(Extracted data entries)

====================

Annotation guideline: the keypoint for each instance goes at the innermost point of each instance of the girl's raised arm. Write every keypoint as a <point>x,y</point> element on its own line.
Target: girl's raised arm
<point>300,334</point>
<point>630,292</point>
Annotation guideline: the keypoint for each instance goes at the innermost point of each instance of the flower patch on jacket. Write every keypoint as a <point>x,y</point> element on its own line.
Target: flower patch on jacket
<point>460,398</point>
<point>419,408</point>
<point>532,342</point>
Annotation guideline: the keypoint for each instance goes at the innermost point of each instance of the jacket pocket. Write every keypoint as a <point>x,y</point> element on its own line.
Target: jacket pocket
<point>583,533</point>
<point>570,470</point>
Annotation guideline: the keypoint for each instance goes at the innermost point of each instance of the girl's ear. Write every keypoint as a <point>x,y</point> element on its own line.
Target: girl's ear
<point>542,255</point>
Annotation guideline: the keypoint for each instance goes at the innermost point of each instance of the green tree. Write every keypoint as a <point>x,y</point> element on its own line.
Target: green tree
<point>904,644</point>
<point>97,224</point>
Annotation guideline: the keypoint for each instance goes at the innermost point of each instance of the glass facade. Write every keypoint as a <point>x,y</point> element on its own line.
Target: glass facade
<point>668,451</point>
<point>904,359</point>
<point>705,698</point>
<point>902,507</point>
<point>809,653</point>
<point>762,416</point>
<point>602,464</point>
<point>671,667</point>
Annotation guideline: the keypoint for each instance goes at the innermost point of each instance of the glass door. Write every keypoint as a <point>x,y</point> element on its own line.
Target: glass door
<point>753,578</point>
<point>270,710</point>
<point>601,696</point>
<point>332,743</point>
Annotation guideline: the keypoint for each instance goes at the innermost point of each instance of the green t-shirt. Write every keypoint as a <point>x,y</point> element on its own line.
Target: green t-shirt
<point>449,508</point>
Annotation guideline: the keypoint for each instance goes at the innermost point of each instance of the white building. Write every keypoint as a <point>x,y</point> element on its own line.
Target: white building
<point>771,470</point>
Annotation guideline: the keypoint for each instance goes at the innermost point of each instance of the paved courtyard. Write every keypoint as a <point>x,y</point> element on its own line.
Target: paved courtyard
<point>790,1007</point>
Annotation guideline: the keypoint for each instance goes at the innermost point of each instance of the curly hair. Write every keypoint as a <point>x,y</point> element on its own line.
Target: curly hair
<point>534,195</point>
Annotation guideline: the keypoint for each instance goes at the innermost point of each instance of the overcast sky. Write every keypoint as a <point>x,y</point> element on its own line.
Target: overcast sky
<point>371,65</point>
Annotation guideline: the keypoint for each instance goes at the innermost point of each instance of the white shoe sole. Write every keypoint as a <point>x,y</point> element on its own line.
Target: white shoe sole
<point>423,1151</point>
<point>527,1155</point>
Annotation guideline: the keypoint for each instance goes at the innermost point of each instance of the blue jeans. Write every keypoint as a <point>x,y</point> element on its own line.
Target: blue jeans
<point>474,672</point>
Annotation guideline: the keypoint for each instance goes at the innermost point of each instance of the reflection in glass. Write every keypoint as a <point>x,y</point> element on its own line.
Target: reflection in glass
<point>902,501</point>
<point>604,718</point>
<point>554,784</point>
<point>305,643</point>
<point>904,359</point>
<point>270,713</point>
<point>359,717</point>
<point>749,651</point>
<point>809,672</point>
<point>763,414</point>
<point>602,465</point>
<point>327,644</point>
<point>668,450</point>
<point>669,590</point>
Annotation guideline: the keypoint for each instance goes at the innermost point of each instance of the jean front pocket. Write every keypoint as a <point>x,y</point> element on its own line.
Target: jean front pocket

====================

Nothing is wanted except the number of lines in the entries above that include the word "front".

> [PROBLEM SOLUTION]:
2